**Ausgangstext**
>>>>

Marcel Guignard, abtretender Präsident des Schweizerischen Städteverbands. (Bild: admin.ch)
Bern – Mit den Plänen von Bund und Kantonen für eine Unternehmenssteuerreform III riskieren Schweizer Städte bis zur Hälfte ihrer Steuereinnahmen von juristischen Personen zu verlieren. Insgesamt belaufen sich die dadurch entstehenden Steuerausfälle in den Schweizer Städten auf über 1,5 Milliarden Franken. Der Schweizerische Städteverband fordert deshalb, dass die Städte in die Arbeiten der Unternehmenssteuerreform einbezogen und für die zu erwarteten massiven Verluste kompensiert werden.
Eine Erhebung des Schweizerischen Städteverbandes und der Städtischen Steuerkonferenz vom August 2013 zeigt, dass die vom Bundesrat in Folge des internationalen Drucks auf die Schweiz geplante Unternehmenssteuerreform III gravierende Auswirkungen auf Städte und Gemeinden hat. Die Berechnungen beruhen auf durchschnittlichen Steuereinnahmen der letzten Jahre und berücksichtigen die spezifische Situation der befragten Städte.
40 bis 60 Prozent Steuerausfälle bei den juristischen Personen erwartet
Steuerausfälle von 40 bis 60 Prozent
Die Umfrage hat ergeben, dass eine Senkung der Gewinnsteuersätze auf insgesamt 15 Prozent bei den juristischen Personen, wie dies der Bundesrat vorschlägt, Steuerausfälle von 40 bis 60 Prozent zur Folge hätte. Gemessen am Gesamtsteuerertrag schwankt der Anteil der erwarteten Ausfälle zwischen knapp 5 und 18 Prozent. Lausanne müsste auf 10,4 Prozent (minus 10,4 Millionen Fr. pro Jahr), Winterthur auf 11,3 Prozent (minus 30 Millionen) und Biel auf 12 Prozent (minus 15 Millionen) seiner gesamten Steuereinnahmen verzichten. Für die Stadt Zürich wären es 13,3 Prozent oder rund 300 Millionen Franken. Aber auch Agglomerationsgemeinden sind stark betroffen, so beispielsweise die Berner Gemeinde Ittigen, bei welcher der erwartete Steuerausfall von 5,2 Millionen Franken 18 Prozent des Gesamtsteuerertrags ausmacht. Hochgerechnet auf alle Städte belaufen sich die Steuerausfälle auf über 1,5 Milliarden Franken. In den Städten, in denen der Anteil der ordentlich besteuerten juristischen Personen am Gesamtsteuersubstrat relativ hoch ist, würde die Senkung der Gewinnsteuersätze besonders ins Gewicht fallen.

<<<<

**Datensatzauszug**

>>>>

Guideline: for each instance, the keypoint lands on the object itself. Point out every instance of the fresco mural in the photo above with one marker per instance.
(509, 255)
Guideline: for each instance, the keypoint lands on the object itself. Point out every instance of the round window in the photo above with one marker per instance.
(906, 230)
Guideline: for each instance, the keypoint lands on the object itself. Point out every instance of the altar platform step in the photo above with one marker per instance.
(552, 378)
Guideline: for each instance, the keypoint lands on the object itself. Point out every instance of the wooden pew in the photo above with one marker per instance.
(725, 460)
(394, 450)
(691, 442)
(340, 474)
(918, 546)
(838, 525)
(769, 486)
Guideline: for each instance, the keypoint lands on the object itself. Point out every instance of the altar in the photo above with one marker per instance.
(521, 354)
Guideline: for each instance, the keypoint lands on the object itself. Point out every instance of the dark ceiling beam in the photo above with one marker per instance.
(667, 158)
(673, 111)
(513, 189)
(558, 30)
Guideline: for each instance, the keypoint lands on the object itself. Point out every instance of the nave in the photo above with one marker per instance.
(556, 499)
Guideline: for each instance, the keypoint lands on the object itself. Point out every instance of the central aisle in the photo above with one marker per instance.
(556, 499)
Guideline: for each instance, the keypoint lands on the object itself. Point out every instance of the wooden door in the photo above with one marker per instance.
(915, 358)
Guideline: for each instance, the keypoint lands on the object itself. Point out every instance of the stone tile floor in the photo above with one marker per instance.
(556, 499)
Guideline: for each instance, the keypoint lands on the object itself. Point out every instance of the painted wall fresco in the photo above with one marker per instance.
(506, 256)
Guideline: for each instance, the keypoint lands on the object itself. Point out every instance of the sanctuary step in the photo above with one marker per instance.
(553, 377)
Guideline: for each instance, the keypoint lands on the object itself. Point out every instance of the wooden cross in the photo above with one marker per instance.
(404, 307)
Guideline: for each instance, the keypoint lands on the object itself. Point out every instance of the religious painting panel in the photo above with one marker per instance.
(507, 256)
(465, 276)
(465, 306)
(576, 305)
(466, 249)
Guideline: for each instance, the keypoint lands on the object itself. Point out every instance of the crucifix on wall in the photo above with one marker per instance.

<<<<

**Kurze Übung**
Schreiben Sie aus dem Text zur Unternehmenssteuerreform III den Abschnitt von „Eine Erhebung des“ bis „der befragten Städte.“ wortgetreu ab.

**Vollständige Antwort**
Eine Erhebung des Schweizerischen Städteverbandes und der Städtischen Steuerkonferenz vom August 2013 zeigt, dass die vom Bundesrat in Folge des internationalen Drucks auf die Schweiz geplante Unternehmenssteuerreform III gravierende Auswirkungen auf Städte und Gemeinden hat. Die Berechnungen beruhen auf durchschnittlichen Steuereinnahmen der letzten Jahre und berücksichtigen die spezifische Situation der befragten Städte.